How do the lines below between the ones holding "Target: woman's arm" and "Target: leash handle", inclusive, read? Give them again exactly, with no other lines.

────────────────

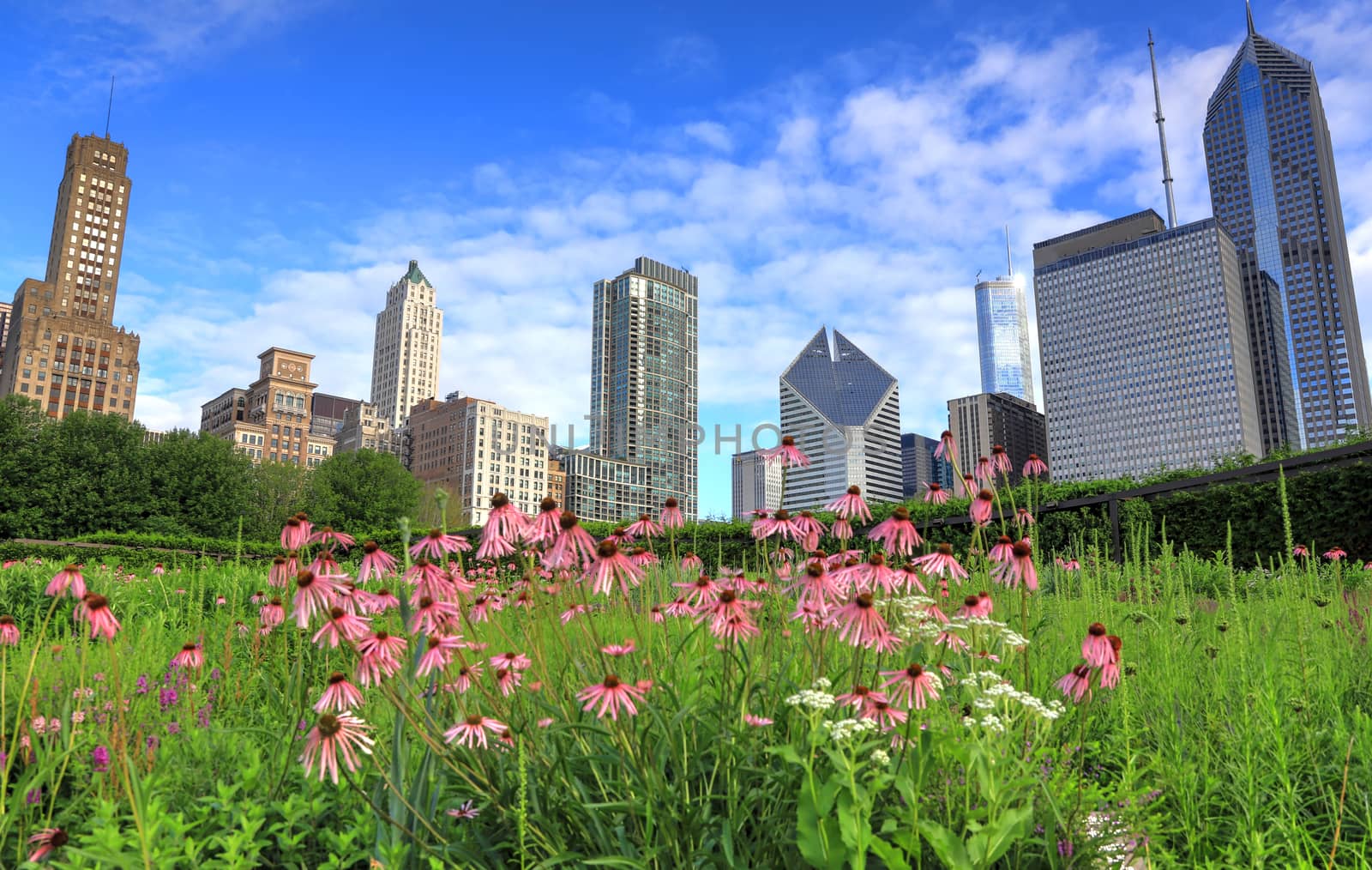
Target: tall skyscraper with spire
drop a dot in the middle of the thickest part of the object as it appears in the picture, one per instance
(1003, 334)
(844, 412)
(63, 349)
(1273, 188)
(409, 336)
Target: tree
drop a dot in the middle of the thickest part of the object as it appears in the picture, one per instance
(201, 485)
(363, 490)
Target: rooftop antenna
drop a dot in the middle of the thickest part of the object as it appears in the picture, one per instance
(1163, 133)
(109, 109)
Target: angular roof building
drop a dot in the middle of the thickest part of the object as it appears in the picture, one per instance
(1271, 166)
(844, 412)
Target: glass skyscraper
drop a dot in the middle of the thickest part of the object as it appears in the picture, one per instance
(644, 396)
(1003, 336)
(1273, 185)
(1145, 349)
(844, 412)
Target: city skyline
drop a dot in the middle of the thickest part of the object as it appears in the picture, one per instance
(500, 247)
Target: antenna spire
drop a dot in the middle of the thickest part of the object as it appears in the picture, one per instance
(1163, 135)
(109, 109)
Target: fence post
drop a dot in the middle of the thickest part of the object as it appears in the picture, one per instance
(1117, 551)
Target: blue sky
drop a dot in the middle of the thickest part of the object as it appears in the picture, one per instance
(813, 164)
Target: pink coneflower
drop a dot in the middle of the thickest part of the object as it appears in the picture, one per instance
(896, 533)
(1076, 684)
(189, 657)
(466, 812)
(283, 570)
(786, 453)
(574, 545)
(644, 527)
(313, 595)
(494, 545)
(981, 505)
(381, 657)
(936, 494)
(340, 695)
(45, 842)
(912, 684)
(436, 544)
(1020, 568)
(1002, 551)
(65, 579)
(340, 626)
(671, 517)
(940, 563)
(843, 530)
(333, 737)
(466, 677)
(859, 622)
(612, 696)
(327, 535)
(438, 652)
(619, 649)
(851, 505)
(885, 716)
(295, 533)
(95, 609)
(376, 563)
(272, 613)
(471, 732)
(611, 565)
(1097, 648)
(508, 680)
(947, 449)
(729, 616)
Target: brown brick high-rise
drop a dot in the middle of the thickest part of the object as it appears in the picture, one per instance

────────────────

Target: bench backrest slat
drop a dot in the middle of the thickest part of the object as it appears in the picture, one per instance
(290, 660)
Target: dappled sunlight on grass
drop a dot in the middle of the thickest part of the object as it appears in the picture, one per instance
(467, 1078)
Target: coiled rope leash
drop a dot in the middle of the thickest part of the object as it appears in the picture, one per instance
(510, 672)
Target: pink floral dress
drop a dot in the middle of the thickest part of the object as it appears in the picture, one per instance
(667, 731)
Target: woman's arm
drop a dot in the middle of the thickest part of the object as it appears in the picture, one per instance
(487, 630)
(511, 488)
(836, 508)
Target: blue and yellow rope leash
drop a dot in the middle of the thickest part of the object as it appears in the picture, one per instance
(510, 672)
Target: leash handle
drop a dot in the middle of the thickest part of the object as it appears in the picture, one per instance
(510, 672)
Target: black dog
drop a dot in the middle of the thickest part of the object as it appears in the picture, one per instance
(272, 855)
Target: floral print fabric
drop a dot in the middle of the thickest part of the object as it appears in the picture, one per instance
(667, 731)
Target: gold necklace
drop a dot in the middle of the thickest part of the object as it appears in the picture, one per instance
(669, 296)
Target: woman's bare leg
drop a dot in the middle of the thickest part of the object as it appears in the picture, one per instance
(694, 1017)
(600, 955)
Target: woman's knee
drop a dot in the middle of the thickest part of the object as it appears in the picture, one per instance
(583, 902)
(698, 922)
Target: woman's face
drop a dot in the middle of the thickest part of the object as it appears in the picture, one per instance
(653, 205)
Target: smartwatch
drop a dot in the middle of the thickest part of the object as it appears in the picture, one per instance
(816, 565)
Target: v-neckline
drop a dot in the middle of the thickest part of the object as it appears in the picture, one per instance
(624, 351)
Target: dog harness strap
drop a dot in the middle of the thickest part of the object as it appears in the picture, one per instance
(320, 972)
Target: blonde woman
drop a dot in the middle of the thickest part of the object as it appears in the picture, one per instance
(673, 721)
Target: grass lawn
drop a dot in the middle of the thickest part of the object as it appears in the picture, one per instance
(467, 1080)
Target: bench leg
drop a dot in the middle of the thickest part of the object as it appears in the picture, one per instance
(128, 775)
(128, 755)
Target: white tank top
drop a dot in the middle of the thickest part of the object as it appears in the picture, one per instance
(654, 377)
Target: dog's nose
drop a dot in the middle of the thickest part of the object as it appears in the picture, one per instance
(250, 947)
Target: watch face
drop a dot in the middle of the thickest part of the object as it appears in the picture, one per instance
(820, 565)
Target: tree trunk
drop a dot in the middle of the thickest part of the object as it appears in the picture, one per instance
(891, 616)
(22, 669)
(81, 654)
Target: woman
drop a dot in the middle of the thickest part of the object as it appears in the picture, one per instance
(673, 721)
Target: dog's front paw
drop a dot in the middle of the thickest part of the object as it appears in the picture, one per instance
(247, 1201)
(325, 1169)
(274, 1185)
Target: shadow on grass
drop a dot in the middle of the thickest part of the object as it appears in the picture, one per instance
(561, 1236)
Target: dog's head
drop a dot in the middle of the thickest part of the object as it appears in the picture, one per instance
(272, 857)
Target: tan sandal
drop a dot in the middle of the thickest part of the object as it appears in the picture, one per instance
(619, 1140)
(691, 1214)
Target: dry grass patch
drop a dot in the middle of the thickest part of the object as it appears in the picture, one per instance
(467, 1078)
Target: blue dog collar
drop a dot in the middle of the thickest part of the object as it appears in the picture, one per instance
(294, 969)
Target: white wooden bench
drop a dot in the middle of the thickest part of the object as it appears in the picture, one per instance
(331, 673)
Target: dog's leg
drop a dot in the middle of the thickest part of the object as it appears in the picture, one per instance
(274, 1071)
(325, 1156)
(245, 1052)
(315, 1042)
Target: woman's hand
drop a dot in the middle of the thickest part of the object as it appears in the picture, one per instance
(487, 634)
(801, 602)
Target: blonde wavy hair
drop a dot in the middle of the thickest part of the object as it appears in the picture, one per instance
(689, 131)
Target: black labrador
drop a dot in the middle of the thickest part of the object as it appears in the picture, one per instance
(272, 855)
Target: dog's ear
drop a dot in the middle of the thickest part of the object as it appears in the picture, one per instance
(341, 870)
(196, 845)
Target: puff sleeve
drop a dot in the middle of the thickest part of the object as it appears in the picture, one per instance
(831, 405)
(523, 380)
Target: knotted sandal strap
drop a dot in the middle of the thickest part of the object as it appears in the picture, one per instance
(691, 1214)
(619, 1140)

────────────────

> _Exercise response_
Target: woman's arm
drop a dot in the middle of the thickest part of the object as it appears in the picture, one per instance
(487, 630)
(511, 488)
(836, 508)
Target: blue and yellow rope leash
drop a dot in the middle of the thickest part of the object as it appears in the picture, one per instance
(510, 672)
Target: leash handle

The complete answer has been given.